Análise de “O Auto da Compadecida”
“O Auto da Compadecida” é um dos filmes mais queridos e importantes do cinema brasileiro, baseado na peça homônima de Ariano Suassuna. Lançado em 2000, o filme dirigido por Guel Arraes combina comédia, drama e elementos de crítica social, trazendo à tela uma representação vívida do Nordeste brasileiro. Selton Mello e Matheus Nachtergaele dão vida aos clássicos personagens de Suassuna, Xicó e João Grilo, conquistando tanto a crítica quanto o público com suas atuações sensíveis e hilárias.
Contexto de Produção e Lançamento
“O Auto da Compadecida” foi produzido em um período de revitalização do cinema brasileiro. Nos anos 90, após um período de crise, o cinema nacional começou a se reerguer com o apoio de novas políticas de incentivo e a crescente profissionalização da indústria cinematográfica. O filme foi uma coprodução entre a Globo Filmes e a Lereby Produções, sendo inicialmente lançado como uma minissérie na TV Globo em 1999, antes de ser editado e lançado como um longa-metragem em 2000.
A escolha de adaptar a obra de Suassuna reflete um momento em que o cinema brasileiro buscava valorizar e explorar sua própria cultura e literatura. A peça, escrita em 1955, já era considerada um clássico do teatro brasileiro, reconhecida por sua mistura de elementos populares com uma estrutura narrativa sofisticada e influências da literatura de cordel.
Período Histórico Retratado no Filme
O filme é ambientado no Nordeste brasileiro na década de 1930. Este período é marcado por profundas desigualdades sociais, seca, e a luta pela sobrevivência de muitos nordestinos. O sertão, com suas dificuldades e suas belezas, é mais do que um cenário; é um personagem integral que molda a vida e as atitudes dos protagonistas.
Trama e Personagens Principais
João Grilo (Matheus Nachtergaele)
João Grilo é um personagem astuto e engenhoso, que usa sua inteligência para sobreviver em um ambiente hostil. Ele é um típico anti-herói nordestino, representando a sagacidade e a resiliência do povo sertanejo.
Chicó (Selton Mello)
Chicó, o melhor amigo de João Grilo, é um contador de histórias inveterado e um tanto covarde. Sua ingenuidade e suas histórias fantásticas contrastam com a esperteza pragmática de João Grilo.
Padre João (Rogério Cardoso) e Bispo (Lima Duarte)
Representando a Igreja Católica, esses personagens satirizam a hipocrisia e a corrupção dentro da instituição religiosa, um tema recorrente na obra de Suassuna.
Severino (Marco Nanini)
O cangaceiro Severino é uma figura que encarna a violência e a lei do mais forte, comuns no sertão da época.
Nossa Senhora (Fernanda Montenegro)
Em uma representação inusitada, Nossa Senhora aparece como uma figura compassiva e justa, contrastando com o severo Diabo (Luis Melo) durante o julgamento final dos personagens.
Elementos Representativos do Período
Sertão Nordestino
A ambientação no sertão é crucial para a narrativa. O filme mostra a aridez, a pobreza e a luta constante pela sobrevivência, mas também a cultura rica e a criatividade do povo nordestino.

* _Instruções_:
1. Cite todos os atores cujos nomes aparecem entre parênteses na análise do filme.
2. Segundo a análise do filme, em que ano foi escrita a peça de Ariano Suassuna?
3. Transcreva sem alterações o trecho da análise do filme de “João Grilo é” até “Chicó (Selton Mello)”.

* _Listagem fornecida_:
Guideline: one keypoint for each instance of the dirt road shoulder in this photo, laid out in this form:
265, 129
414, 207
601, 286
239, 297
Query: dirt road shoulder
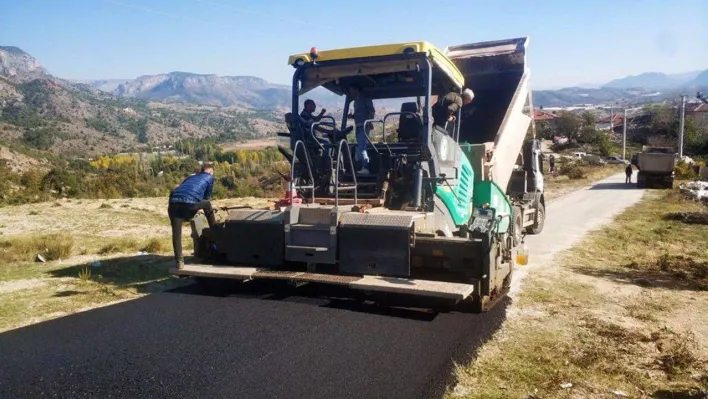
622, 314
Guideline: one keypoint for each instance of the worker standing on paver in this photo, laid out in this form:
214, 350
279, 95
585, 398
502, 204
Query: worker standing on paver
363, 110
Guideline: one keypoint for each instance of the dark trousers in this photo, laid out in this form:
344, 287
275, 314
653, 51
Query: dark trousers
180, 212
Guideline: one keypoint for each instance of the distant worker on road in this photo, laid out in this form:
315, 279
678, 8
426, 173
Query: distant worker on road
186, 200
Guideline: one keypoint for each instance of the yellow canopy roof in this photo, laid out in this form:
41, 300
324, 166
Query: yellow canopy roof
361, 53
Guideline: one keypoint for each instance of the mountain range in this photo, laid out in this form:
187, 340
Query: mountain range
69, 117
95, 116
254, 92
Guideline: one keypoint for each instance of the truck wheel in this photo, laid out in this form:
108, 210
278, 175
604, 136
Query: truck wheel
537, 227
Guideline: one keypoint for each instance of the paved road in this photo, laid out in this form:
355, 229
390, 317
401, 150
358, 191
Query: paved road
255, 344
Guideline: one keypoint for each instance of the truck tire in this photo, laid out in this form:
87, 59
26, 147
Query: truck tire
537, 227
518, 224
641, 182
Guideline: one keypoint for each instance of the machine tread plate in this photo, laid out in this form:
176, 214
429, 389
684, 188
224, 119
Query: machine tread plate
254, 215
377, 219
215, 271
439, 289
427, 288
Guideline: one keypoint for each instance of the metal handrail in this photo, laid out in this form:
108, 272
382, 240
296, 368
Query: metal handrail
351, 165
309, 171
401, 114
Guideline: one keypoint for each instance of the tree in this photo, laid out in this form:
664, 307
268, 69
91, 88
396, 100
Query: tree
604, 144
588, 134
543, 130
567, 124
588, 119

* _Respostas em sequência_:
1. Matheus Nachtergaele, Selton Mello, Rogério Cardoso, Lima Duarte, Marco Nanini, Fernanda Montenegro e Luis Melo.

2. Em 1955.

3.
João Grilo é um personagem astuto e engenhoso, que usa sua inteligência para sobreviver em um ambiente hostil. Ele é um típico anti-herói nordestino, representando a sagacidade e a resiliência do povo sertanejo.
Chicó (Selton Mello)